• [SUPPLIED DATA]
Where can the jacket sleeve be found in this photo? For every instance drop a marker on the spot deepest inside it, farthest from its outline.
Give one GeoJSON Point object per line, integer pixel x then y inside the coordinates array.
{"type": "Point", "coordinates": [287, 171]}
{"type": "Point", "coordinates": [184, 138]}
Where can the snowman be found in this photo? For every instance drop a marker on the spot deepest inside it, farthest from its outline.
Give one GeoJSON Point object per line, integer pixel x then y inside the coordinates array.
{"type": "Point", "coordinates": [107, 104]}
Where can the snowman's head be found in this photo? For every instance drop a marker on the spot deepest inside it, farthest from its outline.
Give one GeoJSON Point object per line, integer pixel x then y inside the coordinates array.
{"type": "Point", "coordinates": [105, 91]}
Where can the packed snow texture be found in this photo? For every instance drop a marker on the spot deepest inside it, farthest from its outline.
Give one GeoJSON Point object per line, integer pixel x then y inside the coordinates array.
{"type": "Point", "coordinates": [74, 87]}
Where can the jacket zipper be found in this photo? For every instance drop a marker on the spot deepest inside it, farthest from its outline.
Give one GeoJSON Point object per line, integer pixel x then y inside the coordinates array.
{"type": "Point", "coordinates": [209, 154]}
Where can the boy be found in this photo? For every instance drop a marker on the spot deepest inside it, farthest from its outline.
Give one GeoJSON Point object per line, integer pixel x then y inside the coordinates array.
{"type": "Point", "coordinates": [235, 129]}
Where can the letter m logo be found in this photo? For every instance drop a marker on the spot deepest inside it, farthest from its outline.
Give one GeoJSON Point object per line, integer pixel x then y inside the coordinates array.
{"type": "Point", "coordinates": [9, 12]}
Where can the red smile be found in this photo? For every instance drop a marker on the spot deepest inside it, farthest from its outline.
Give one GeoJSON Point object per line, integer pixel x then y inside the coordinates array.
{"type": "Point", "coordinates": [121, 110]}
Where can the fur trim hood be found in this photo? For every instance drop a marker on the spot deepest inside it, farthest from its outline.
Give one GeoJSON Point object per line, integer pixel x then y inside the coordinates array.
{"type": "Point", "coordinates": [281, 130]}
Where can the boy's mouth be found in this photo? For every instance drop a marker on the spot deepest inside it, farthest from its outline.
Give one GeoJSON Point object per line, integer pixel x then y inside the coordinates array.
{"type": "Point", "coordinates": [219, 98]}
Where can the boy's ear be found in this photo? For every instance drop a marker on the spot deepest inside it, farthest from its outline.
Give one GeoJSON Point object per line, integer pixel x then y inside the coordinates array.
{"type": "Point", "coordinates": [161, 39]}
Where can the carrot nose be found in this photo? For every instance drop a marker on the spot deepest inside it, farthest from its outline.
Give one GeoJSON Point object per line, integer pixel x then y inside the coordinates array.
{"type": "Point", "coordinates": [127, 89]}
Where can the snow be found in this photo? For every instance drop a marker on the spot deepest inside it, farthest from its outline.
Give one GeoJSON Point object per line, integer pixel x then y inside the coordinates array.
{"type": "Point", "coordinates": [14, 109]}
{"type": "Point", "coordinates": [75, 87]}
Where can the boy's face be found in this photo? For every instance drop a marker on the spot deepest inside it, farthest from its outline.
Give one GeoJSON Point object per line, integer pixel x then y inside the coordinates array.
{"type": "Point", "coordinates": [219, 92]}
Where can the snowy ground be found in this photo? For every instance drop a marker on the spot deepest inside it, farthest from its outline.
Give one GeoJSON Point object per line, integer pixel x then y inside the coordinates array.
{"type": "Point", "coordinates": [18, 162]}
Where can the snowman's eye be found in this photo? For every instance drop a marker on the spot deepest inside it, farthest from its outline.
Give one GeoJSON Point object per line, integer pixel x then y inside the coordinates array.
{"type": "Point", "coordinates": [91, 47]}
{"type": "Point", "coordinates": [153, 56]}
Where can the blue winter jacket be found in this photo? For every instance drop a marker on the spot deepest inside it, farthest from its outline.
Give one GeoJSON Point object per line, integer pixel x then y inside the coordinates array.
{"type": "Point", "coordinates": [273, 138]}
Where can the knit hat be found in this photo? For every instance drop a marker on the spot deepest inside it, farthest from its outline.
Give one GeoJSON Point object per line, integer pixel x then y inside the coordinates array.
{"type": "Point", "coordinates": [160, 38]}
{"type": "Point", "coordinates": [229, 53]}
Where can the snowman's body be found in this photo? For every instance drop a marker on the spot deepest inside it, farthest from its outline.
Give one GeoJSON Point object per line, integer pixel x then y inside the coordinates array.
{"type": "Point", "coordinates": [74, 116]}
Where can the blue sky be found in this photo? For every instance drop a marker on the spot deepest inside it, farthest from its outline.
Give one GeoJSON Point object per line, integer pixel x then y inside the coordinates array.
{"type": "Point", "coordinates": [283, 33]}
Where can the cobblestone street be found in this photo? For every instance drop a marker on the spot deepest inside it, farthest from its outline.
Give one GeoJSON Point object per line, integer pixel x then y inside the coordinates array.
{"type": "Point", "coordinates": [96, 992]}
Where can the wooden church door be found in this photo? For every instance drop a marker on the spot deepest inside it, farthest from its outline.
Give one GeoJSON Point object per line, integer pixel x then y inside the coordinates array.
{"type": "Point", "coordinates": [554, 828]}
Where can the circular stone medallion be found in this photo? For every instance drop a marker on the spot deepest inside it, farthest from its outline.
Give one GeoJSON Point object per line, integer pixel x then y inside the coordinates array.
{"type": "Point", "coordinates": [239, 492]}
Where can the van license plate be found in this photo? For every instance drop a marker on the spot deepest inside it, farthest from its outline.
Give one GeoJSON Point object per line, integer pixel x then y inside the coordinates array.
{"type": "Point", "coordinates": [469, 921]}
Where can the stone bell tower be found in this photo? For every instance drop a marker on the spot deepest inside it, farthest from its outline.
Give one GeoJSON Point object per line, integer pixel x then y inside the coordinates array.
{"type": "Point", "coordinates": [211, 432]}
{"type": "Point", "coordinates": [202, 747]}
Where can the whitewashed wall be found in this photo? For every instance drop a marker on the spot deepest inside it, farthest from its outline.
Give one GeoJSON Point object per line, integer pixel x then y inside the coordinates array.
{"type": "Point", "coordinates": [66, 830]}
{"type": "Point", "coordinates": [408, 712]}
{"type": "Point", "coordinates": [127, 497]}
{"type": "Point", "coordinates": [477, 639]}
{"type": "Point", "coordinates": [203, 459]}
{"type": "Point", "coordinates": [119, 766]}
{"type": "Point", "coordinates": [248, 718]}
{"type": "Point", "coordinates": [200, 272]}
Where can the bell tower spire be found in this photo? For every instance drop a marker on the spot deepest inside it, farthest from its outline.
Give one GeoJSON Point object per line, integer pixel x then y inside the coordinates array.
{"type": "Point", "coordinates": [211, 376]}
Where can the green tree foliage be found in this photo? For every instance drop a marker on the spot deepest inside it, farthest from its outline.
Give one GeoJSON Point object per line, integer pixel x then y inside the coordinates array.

• [WHAT IS EXPECTED] From the records above, extract every entry verbatim.

• [ANSWER TO THIS EXERCISE]
Where can the jacket sleeve be found in this photo? For every instance drop a marker on the spot deepest inside it, farthest from its outline.
Give one GeoJSON Point object per line, integer pixel x then y inside the coordinates array.
{"type": "Point", "coordinates": [287, 171]}
{"type": "Point", "coordinates": [184, 138]}
Where can the snowman be found in this photo? For every instance drop a marker on the spot deepest inside it, farthest from its outline.
Give one GeoJSON Point object per line, integer pixel x then y inside the coordinates array.
{"type": "Point", "coordinates": [107, 104]}
Where can the snowman's head be found in this photo? For every instance drop a marker on the spot deepest inside it, farthest from its outline.
Give one GeoJSON Point object per line, integer pixel x then y inside the coordinates array.
{"type": "Point", "coordinates": [105, 91]}
Where can the packed snow texture be found in this photo? For every instance drop a marker on the spot deepest inside it, farthest from its outline.
Give one GeoJSON Point object per line, integer pixel x then y inside the coordinates array.
{"type": "Point", "coordinates": [74, 87]}
Where can the jacket zipper be found in this photo? For every instance drop a marker on the spot deepest inside it, farthest from its outline.
Give one GeoJSON Point object per line, integer pixel x then y inside the coordinates array.
{"type": "Point", "coordinates": [209, 154]}
Where can the boy be found in this photo? For every instance drop a marker on the spot deepest inside it, farthest from its outline.
Give one GeoJSON Point object per line, integer pixel x then y inside the coordinates array.
{"type": "Point", "coordinates": [235, 129]}
Where can the letter m logo be found in this photo? For every instance drop a marker on the spot deepest inside it, farthest from its outline.
Give one GeoJSON Point object per line, integer pixel x then y inside the coordinates array.
{"type": "Point", "coordinates": [9, 12]}
Where can the red smile be found in this photo? For every instance drop a marker on the spot deepest inside it, farthest from its outline.
Give one GeoJSON Point object per line, integer pixel x then y inside the coordinates array.
{"type": "Point", "coordinates": [121, 110]}
Where can the fur trim hood be found in this photo? For every instance drop a marker on the spot deepest inside it, farthest from its outline.
Give one GeoJSON Point object per line, integer pixel x then y inside the coordinates array.
{"type": "Point", "coordinates": [281, 130]}
Where can the boy's mouth be found in this photo? For every instance drop a marker on the spot deepest inside it, farthest from its outline.
Give one GeoJSON Point object per line, integer pixel x then y inside the coordinates array.
{"type": "Point", "coordinates": [219, 98]}
Where can the boy's ear be found in this photo? For every instance drop a marker on the spot deepest inside it, farthest from its outline.
Give one GeoJSON Point object per line, integer pixel x then y inside the coordinates array.
{"type": "Point", "coordinates": [161, 39]}
Where can the carrot nose be found in this photo? For every instance drop a marker on the spot deepest inside it, farthest from its outline.
Give one GeoJSON Point object per line, integer pixel x then y inside the coordinates array.
{"type": "Point", "coordinates": [127, 89]}
Where can the snow be found in this photo? For every instance drop a marker on the spot deepest inside it, farthest from its outline.
Give one GeoJSON Point object per line, integer pixel x then y inside the coordinates array.
{"type": "Point", "coordinates": [14, 109]}
{"type": "Point", "coordinates": [75, 87]}
Where can the boy's face be found in this photo? For every instance drop a marker on the spot deepest inside it, farthest from its outline.
Give one GeoJSON Point object per line, integer pixel x then y inside the coordinates array.
{"type": "Point", "coordinates": [219, 92]}
Where can the snowy ground be found in this photo? For every instance drop a marker on the spot deepest inside it, farthest from its outline.
Give one GeoJSON Point object per line, integer pixel x then y inside the coordinates array.
{"type": "Point", "coordinates": [18, 162]}
Where can the snowman's eye be found in this photo? For every instance drop a marker on the spot deepest inside it, farthest from its outline.
Give one GeoJSON Point object per line, integer pixel x then y inside the coordinates array.
{"type": "Point", "coordinates": [91, 47]}
{"type": "Point", "coordinates": [153, 56]}
Where can the blue winter jacket be found in this photo? For every instance drop a marker on the spot deepest inside it, farthest from its outline.
Give one GeoJSON Point object per line, integer pixel x then y inside the coordinates array.
{"type": "Point", "coordinates": [273, 138]}
Where can the knit hat be found in this photo? For every instance drop a marker on the spot deepest inside it, farthest from its outline.
Give one GeoJSON Point object per line, integer pixel x then y inside the coordinates array.
{"type": "Point", "coordinates": [160, 38]}
{"type": "Point", "coordinates": [229, 53]}
Where can the snowman's body be found in this photo? For every instance drop a marker on the spot deepest inside it, farthest from its outline.
Give one GeoJSON Point object per line, integer pixel x then y inside the coordinates array.
{"type": "Point", "coordinates": [74, 116]}
Where can the blue sky be found in this photo? For every instance drop a marker on the spot deepest inside it, farthest from its outline.
Give one GeoJSON Point object per line, integer pixel x then y inside the coordinates array.
{"type": "Point", "coordinates": [283, 33]}
Where can the cobblestone street be found in this photo? For every instance drop a marker on the spot deepest inside it, farthest from its outline.
Give one GeoJSON Point object per line, integer pixel x then y inside the coordinates array.
{"type": "Point", "coordinates": [96, 992]}
Where can the wooden church door be found in this photo? For every instance drop a marker on the spot deepest inside it, farthest from its outline.
Give one GeoJSON Point object per line, integer pixel x then y inside the coordinates array.
{"type": "Point", "coordinates": [554, 828]}
Where can the circular stone medallion be found in this photo? For every instance drop a marker on the spot deepest inside it, farthest from its outline.
Give one GeoJSON Point object per line, integer pixel x then y inside the coordinates array.
{"type": "Point", "coordinates": [239, 492]}
Where can the van license plate be found in this photo? For every instance drop a marker on the spot deepest inside it, farthest from its outline.
Give one GeoJSON Point object per line, integer pixel x then y inside the coordinates array.
{"type": "Point", "coordinates": [469, 921]}
Where can the stone bell tower be found in this photo? For every instance drop a marker on the spot deepest inside it, farthest from its outline.
Give one GeoJSON Point object per line, integer pixel x then y inside the coordinates array.
{"type": "Point", "coordinates": [211, 432]}
{"type": "Point", "coordinates": [202, 747]}
Where can the whitewashed wall be found in this photo? For every instance drop a marker on the spot deepest inside it, farthest from its outline.
Give one GeoJSON Point object per line, integer pixel x then y inside the coordinates array.
{"type": "Point", "coordinates": [66, 830]}
{"type": "Point", "coordinates": [408, 712]}
{"type": "Point", "coordinates": [127, 497]}
{"type": "Point", "coordinates": [477, 639]}
{"type": "Point", "coordinates": [203, 459]}
{"type": "Point", "coordinates": [119, 766]}
{"type": "Point", "coordinates": [248, 718]}
{"type": "Point", "coordinates": [200, 272]}
Where can the bell tower spire be found in this photo? For every instance drop a marker on the spot deepest inside it, farthest from its outline.
Give one GeoJSON Point object per line, integer pixel x then y inside the coordinates array.
{"type": "Point", "coordinates": [211, 376]}
Where can the green tree foliage be found in this photo? For every instance drop a marker on the spot deepest inside it, farthest from its outline.
Give one GeoJSON Point object per line, integer pixel x then y inside the coordinates array.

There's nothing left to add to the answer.